YOUR TASK:
Rewrite each of the records below, switching "on one line" to "on a single line" wherever it occurs and leaving everything else unchanged.

RECORDS PROVIDED:
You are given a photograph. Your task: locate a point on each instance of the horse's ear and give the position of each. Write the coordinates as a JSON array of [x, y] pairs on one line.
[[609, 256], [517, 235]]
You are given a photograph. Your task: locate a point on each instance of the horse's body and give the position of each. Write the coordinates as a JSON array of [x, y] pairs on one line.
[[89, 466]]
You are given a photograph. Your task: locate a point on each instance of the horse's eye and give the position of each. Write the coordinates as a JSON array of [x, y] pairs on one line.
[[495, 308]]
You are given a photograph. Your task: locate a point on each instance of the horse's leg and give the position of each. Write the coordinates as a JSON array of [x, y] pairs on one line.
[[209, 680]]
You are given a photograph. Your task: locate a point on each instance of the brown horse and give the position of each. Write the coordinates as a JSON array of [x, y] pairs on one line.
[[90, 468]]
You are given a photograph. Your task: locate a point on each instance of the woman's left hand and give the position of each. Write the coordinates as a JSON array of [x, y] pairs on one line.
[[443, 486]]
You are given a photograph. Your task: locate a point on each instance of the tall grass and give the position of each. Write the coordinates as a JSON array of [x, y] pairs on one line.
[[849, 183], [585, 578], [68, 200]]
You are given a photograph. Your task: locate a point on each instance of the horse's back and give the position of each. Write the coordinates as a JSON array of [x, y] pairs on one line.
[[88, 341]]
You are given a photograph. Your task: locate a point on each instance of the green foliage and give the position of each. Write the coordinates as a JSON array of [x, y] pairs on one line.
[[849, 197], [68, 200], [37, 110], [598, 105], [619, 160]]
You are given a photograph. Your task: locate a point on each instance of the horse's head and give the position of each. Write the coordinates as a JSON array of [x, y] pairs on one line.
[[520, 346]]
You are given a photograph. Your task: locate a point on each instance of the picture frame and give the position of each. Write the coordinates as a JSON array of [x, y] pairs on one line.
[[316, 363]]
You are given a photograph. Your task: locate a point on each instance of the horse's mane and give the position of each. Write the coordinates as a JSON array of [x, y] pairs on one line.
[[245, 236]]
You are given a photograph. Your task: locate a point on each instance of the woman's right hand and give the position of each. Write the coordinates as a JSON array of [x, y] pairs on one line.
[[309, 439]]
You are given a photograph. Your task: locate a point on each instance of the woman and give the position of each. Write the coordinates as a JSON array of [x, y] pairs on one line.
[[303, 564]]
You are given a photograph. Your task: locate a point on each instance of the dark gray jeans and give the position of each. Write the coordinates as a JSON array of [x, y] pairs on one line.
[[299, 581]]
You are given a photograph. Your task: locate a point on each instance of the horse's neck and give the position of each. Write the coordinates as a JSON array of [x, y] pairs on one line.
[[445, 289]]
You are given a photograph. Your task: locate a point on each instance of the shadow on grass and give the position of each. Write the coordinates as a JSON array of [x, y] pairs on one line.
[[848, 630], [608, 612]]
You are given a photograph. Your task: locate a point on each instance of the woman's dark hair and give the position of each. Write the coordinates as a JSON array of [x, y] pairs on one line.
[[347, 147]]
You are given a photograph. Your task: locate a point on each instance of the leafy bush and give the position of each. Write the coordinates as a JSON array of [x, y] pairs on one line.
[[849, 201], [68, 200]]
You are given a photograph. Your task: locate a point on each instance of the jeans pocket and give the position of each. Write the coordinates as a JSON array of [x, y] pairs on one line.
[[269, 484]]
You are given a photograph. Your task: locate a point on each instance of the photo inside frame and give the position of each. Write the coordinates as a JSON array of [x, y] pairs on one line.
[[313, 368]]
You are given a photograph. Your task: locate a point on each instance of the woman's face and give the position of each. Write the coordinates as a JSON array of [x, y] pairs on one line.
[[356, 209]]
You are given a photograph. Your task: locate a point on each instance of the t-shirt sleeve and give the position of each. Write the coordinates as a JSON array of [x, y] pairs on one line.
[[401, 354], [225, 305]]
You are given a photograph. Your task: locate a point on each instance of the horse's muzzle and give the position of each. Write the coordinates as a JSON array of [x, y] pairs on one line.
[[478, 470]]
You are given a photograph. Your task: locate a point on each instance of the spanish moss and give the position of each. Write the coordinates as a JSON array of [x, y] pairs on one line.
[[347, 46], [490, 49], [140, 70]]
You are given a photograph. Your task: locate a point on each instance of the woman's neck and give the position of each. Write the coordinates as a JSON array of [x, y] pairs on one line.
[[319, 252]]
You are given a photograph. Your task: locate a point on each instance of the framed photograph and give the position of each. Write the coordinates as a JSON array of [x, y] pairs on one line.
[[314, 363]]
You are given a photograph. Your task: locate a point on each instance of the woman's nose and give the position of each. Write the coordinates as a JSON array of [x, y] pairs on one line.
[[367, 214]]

SOLUTION TO THIS EXERCISE:
You are given a photograph. Your task: locate a point on each instance of the horse's ear and give the position of each. Write the coordinates as a JSON array of [x, y] pairs on a single line.
[[609, 256], [517, 235]]
You are given a photograph. Your task: locate a point on each instance of the horse's body and give the position of each. Write the coordinates as a JSON array of [x, y] pairs on a single line.
[[89, 466]]
You are given a photograph. Your task: locate a point on each instance of the horse's eye and give the position of each. Write the coordinates as a JSON array of [x, y] pairs on a single line.
[[495, 308]]
You are given a photograph. Your task: locate a point on each instance of the horse's leg and give the position of each. Write the coordinates as a JSON array of [x, y] pairs on a single line.
[[209, 680]]
You are given a photograph. Your task: locate a point on each instance of the brown horse and give the position of each. Write the coordinates as a JSON array of [x, y] pairs on a single line.
[[90, 468]]
You are given a photograph. Your task: locate a point on each instance of the woman's left hand and give the position of each. Write the coordinates as a JSON array of [x, y] pairs on a single line.
[[443, 486]]
You are given a photograph. Your task: locate a point on each instance of the tall grass and give the position of each. Write the coordinates as a JSON array of [x, y] pairs on a single line.
[[849, 183], [585, 578], [68, 200]]
You are given a photograph. Your task: locate a point on each instance of the horse's back and give the position of each. Write the coordinates as a JSON array of [x, y] pairs on a single line.
[[88, 341]]
You are given a photograph. Your task: locate a point on each instance of the green foliage and give the position of each. Write the coordinates as a JSON array of [x, y] pairs on a single line.
[[849, 197], [68, 200], [37, 110], [598, 105], [619, 160]]
You are given a photograph. Your task: locate a point on each instance of the horse's head and give the position of each. Write the coordinates as a JSON array of [x, y] pairs on a single line.
[[520, 346]]
You are given a photograph. Your task: locate a point on each instance of the picture frame and give the position of each. Write the coordinates as a JSON array of [x, y] pairs on a single line.
[[316, 363]]
You are given a photograph. Your task: locate a point on each instance of the horse's mane and give the position of each. Write the coordinates as a JSON array of [x, y] pairs on a single line.
[[245, 236]]
You are given a photograph. Your task: locate a point on each instance of the woman's right hand and give the position of each. Write the coordinates as a JSON array of [x, y] pairs on a single line.
[[309, 439]]
You are given a photograph. Your task: locate a point on each instance of the woman and give the position of each. Write the coordinates as a JSON array of [x, y] pairs on a single line.
[[303, 564]]
You are given a photograph. Your task: locate a point on each instance of the dark gray jeans and give the position of each. Write the coordinates as a JSON array of [x, y] pairs on a single line.
[[299, 581]]
You are given a photograph. Your task: locate a point on each instance of the horse's neck and give the position of each. Write the coordinates as a JSON array of [x, y] pairs on a single line.
[[445, 289]]
You are given a photograph. Your task: locate a point on each instance of the shadow on grass and give the position of each. Write the coordinates as a JSON array of [x, y] pairs on a single line.
[[848, 630], [608, 612]]
You are given a photograph. Your task: locate a point on each instance of the woman's dark hair and give the position of each. Write the coordinates as a JSON array of [x, y] pairs on a single line.
[[347, 147]]
You are given a photograph. Your task: locate a point on each instance of the leafy bush and give the position of each. Write the coordinates as a JSON array of [x, y] pairs on a single line.
[[849, 201], [68, 200]]
You are given a photograph. Your task: locate a point on each instance of the jeans pocket and give the position of each. Write the coordinates as a JSON array of [x, y] pairs on a single line.
[[269, 484]]
You are given a photograph. Your task: locate a point on each instance of the photo inside frame and give the position of each. Write the coordinates as a JSON array of [x, y] pairs on a single line.
[[313, 368]]
You are given a photograph. Your task: locate a point on each instance of the woman's face and give the position of each. Write the coordinates as a JSON array of [x, y] pairs on a single line.
[[356, 209]]
You are given a photograph. Your task: locate a point on each instance of the t-shirt sleeve and give the position of each. Write the coordinates as a JSON array of [x, y] pairs on a single line.
[[401, 354], [225, 305]]
You are given a photograph. Your task: locate a point on each instance of the horse's muzzle and give the position of each. Write the coordinates as a JSON array of [x, y] pairs on a single line.
[[478, 470]]
You are given a photograph. Your task: locate a point on each instance of the spanish moss and give the position of each. Write the coordinates as a JSON array of [x, y] pairs on a single line.
[[347, 46], [490, 49], [140, 70]]
You are given a photograph. Your task: locate a point on each instance of the woman's neck and give the position of each. Write the coordinates as a JSON array of [x, y] pairs on a single line.
[[319, 252]]
You are given a photograph. Your task: locate a point on each instance of the framed photograph and give the position of each. Write the coordinates as a JSON array of [x, y] pairs on a single line.
[[314, 363]]
You are given a photograph. Your task: locate a point on each instance of the woman's nose and give the position of each. Write the coordinates as a JSON array of [x, y] pairs on a single line.
[[367, 214]]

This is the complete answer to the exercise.